_Texto para leitura_:
======
O eleitor cearense talvez nem precise esperar a mudança de composição na Assembleia para começar a sentir a falta de um deputado com a qualidade de Heitor Férrer, hoje no União Brasil e derrotado em sua tentativa de renovar o mandato pela sexta vez consecutiva. As sessões voltaram a acontecer após o fim do primeiro turno e ei-lo lá, da tribuna, cobrando o governo e exigindo a contratação do pessoal concursado na Funsaúde. Segundo diz, foram chamados apenas 322 de uma lista com seis mil nomes aptos. Deveria ser assim, mas, na política real, é comum que os derrotados simplesmente transfiram a culpa do fracasso nas urnas para os eleitores e larguem seus compromissos de quatro anos. É um bom exemplo que os maus exemplos, infelizmente, abafam.
As paredes (simbólicas) da Assembleia começam a captar conversas que miram, a partir de 2023, a cadeira do presidente do Legislativo cearense. O atual ocupante, Evandro Leitão, sai forte da campanha, pela performance na reeleição e pelo fato de ter sido um dos pedetistas que esteve desde sempre ao lado de Camilo Santana, Izolda Cela e, mais sutilmente, do vitorioso candidato ao governo, Elmano Freitas, do PT. Sua primeira batalha, caso queira permanecer no estratégico posto, será vencer as dúvidas legais já levantadas, no boca-a-boca, considerando a existência de regra que impede reeleições na Casa. A perguntinha lançada à mesa é: mesmo de uma legislatura para outra?
O que pega na sucessão do parlamento estadual é o fato de existirem possíveis interessados na presidência bastante fortes. Um deles, Fernando Santana, candidato mais votado do PT, quase parente de Camilo (são concunhados) e com boa articulação interna. Claro que contra ele pesa o fato de ser correligionário do governador eleito, o que significaria muito poder concentrado em um mesmo partido, que sequer elegeu a maior bancada para Assembleia. Outro deputado reeleito que, se quiser, entorna o caldo da briga pelo comando do legislativo é Zezinho Albuquerque, do PP, que já ocupou o cargo, também foi fundamental na vitória do novo grupo governista que se forma e que, se decidir cobrar a fatura na forma de um apoio ao seu nome. deve gerar tensões internas.
======
_Conjunto de linhas_:

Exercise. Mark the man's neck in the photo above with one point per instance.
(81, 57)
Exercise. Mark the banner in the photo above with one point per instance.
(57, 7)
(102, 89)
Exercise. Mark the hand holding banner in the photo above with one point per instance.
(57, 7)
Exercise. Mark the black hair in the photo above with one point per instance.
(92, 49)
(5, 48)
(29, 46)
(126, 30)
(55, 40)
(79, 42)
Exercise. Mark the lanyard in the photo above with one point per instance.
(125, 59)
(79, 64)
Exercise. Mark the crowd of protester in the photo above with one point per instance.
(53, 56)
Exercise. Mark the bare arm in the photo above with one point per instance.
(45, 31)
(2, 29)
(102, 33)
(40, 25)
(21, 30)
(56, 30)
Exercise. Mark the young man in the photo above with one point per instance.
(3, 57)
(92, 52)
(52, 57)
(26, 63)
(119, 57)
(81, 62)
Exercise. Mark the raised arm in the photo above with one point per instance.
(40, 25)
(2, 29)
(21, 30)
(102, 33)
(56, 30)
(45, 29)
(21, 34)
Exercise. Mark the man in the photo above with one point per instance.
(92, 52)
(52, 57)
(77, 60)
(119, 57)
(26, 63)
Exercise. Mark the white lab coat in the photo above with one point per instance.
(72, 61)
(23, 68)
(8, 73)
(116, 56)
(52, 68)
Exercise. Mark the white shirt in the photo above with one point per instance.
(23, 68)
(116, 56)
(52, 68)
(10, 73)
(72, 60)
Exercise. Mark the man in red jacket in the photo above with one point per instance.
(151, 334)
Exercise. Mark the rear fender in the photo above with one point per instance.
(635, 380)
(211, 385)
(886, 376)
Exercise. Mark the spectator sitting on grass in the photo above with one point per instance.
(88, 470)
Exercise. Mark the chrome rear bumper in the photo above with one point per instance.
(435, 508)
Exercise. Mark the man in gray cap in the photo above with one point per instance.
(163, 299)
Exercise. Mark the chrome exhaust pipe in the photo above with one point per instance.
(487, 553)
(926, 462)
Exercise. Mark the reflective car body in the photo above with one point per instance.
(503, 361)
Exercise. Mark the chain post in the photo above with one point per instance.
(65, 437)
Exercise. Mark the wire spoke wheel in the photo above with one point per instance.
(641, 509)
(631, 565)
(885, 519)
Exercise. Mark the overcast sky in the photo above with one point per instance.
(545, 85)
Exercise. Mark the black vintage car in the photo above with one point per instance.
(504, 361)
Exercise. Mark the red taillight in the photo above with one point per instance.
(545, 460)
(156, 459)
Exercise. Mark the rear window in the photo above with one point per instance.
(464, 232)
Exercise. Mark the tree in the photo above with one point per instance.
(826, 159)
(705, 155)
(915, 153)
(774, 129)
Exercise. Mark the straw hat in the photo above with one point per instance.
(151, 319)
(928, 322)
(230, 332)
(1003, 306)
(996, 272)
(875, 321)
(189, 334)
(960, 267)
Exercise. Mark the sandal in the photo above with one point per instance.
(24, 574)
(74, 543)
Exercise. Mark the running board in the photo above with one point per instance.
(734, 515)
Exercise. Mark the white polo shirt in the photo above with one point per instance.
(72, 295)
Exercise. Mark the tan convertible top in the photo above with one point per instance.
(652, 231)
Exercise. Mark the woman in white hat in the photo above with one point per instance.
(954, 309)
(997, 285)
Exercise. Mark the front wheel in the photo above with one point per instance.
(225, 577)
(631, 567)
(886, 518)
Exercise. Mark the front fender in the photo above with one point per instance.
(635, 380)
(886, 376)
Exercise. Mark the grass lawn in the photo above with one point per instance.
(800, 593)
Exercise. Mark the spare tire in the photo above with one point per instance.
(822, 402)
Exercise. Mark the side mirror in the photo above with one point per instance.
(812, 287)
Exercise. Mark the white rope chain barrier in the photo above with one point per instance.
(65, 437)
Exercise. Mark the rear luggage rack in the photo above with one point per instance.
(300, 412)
======
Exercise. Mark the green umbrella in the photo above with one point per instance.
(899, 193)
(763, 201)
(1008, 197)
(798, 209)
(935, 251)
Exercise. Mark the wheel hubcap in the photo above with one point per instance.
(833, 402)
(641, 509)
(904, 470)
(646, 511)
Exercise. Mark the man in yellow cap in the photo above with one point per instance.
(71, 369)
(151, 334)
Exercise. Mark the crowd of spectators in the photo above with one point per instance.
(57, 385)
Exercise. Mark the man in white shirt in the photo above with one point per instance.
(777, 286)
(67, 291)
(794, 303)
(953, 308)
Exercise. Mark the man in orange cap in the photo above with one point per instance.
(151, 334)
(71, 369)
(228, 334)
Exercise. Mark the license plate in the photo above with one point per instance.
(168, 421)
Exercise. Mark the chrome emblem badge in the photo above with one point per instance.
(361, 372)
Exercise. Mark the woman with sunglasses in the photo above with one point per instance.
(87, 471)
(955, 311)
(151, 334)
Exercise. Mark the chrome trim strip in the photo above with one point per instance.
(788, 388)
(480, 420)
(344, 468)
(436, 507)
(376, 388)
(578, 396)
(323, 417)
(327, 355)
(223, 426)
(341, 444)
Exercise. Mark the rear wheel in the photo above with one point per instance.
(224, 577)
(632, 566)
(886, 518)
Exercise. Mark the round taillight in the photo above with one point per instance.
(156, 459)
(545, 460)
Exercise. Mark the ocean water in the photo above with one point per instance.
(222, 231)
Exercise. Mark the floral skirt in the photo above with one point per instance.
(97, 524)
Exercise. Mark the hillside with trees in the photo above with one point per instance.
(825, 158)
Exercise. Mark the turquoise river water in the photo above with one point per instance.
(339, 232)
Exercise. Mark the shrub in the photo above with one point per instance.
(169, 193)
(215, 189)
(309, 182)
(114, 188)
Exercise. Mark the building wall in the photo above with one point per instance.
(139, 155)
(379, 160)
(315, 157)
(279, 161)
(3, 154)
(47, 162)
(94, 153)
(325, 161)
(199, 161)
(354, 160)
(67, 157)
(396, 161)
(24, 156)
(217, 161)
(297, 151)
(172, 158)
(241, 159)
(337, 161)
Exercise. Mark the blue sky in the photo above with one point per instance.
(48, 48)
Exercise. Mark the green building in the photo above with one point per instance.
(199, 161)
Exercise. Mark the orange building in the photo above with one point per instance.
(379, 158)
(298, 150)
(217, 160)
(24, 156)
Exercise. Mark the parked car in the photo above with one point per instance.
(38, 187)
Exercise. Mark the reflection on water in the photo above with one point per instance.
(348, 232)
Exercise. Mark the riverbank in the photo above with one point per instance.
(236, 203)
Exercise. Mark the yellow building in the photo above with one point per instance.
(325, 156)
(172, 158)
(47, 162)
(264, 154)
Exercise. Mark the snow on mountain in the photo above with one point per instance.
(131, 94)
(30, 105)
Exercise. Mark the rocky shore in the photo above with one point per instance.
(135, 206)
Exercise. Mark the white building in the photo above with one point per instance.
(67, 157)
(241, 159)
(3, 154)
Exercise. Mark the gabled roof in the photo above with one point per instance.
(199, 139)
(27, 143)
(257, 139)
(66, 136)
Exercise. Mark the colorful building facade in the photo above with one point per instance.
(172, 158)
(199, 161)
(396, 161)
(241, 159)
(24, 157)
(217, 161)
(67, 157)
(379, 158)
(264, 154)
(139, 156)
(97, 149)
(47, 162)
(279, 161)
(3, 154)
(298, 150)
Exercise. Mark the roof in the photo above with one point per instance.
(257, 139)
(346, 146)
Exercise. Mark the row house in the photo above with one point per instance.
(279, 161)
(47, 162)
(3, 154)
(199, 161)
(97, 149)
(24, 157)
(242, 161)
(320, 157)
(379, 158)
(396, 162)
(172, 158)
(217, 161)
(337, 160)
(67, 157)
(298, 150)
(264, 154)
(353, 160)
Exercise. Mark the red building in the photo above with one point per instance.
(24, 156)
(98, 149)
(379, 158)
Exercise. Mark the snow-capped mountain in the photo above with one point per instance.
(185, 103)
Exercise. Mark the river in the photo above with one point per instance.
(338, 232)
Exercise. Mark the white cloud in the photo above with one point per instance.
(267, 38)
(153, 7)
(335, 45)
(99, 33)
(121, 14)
======
_Trabalho pedido_:
1. Responda com base no texto para leitura:
(a) Segundo Heitor Férrer, quantos concursados da Funsaúde foram chamados?
(b) Quem ocupa atualmente a presidência do Legislativo cearense?
(c) De que partido é Zezinho Albuquerque?
2. Mostre cada uma das linhas dos dois blocos que contenha a palavra "building". Maiúsculas e minúsculas fazem diferença.

_Exercício resolvido_:
1.
(a) Apenas 322, de uma lista com seis mil nomes aptos.
(b) Evandro Leitão.
(c) Do PP.

2.
Exercise. Mark the building wall in the photo above with one point per instance.
Exercise. Mark the green building in the photo above with one point per instance.
Exercise. Mark the orange building in the photo above with one point per instance.
Exercise. Mark the yellow building in the photo above with one point per instance.
Exercise. Mark the white building in the photo above with one point per instance.
Exercise. Mark the colorful building facade in the photo above with one point per instance.
Exercise. Mark the red building in the photo above with one point per instance.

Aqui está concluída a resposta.